• Task instructions
Output exactly the lines from the line with "Target: apartment building" through the end of the records below. Include nothing else.

• Extracted records
------------------------------------

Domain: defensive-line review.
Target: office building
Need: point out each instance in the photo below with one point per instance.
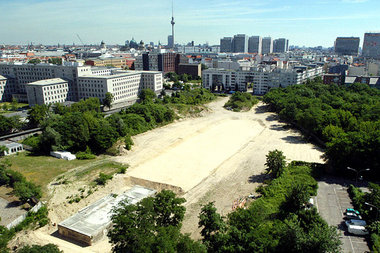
(371, 45)
(262, 78)
(280, 45)
(46, 84)
(194, 70)
(226, 45)
(240, 43)
(165, 62)
(254, 44)
(347, 46)
(48, 91)
(267, 45)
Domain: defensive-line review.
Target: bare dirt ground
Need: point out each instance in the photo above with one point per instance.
(217, 157)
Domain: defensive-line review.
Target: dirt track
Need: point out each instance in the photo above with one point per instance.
(217, 157)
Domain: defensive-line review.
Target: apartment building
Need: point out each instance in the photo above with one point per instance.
(123, 85)
(80, 82)
(47, 91)
(262, 78)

------------------------------------

• Exercise answer
Target: apartment building
Need: point out each instance in the photo above with one point per instance.
(123, 85)
(80, 82)
(47, 91)
(262, 78)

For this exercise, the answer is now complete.